» Task objective
The required result is each line of the entries below containing the string "outline".

» Extracted entries
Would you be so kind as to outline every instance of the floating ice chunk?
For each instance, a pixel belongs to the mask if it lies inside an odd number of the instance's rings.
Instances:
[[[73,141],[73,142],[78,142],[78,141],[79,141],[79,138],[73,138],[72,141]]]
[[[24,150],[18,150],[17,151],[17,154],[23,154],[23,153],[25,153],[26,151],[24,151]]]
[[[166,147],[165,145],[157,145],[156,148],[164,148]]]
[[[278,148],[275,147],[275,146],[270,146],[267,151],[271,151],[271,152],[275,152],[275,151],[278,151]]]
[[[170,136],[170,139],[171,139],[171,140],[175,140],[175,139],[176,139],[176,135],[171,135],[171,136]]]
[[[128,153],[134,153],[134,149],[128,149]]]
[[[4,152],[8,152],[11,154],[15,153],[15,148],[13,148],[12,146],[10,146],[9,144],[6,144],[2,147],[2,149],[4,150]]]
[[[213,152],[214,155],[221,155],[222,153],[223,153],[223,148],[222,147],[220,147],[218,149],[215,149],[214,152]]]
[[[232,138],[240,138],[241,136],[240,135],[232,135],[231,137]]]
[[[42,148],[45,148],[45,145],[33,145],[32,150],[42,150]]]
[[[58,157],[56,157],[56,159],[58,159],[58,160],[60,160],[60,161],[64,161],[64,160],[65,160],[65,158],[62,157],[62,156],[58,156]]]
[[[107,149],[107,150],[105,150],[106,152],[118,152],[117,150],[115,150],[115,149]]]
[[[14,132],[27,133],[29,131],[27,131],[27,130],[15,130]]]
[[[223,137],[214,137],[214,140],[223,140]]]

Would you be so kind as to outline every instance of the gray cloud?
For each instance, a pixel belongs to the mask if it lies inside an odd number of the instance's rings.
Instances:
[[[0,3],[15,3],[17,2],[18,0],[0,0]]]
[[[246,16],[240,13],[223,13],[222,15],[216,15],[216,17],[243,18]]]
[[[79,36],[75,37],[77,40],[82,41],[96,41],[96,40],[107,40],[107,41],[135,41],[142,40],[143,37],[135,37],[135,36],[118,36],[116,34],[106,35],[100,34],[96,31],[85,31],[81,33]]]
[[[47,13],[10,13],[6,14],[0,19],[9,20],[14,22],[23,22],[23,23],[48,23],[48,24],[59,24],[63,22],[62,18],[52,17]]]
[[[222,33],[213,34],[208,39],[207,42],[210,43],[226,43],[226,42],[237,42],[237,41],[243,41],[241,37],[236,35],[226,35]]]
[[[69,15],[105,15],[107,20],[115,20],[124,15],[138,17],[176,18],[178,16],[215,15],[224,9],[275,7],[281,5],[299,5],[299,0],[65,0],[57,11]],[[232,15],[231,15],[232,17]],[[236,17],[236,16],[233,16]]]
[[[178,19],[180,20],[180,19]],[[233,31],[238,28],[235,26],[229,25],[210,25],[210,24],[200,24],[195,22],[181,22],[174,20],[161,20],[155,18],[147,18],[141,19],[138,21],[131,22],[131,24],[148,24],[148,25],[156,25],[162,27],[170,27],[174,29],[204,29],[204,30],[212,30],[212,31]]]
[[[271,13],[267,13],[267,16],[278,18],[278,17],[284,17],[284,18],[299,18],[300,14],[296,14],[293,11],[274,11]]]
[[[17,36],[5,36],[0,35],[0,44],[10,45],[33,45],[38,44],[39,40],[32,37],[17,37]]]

» Result for this task
Would you be so kind as to outline every instance of the floating ice chunk?
Would you be so kind as to outline every instance of the gray cloud?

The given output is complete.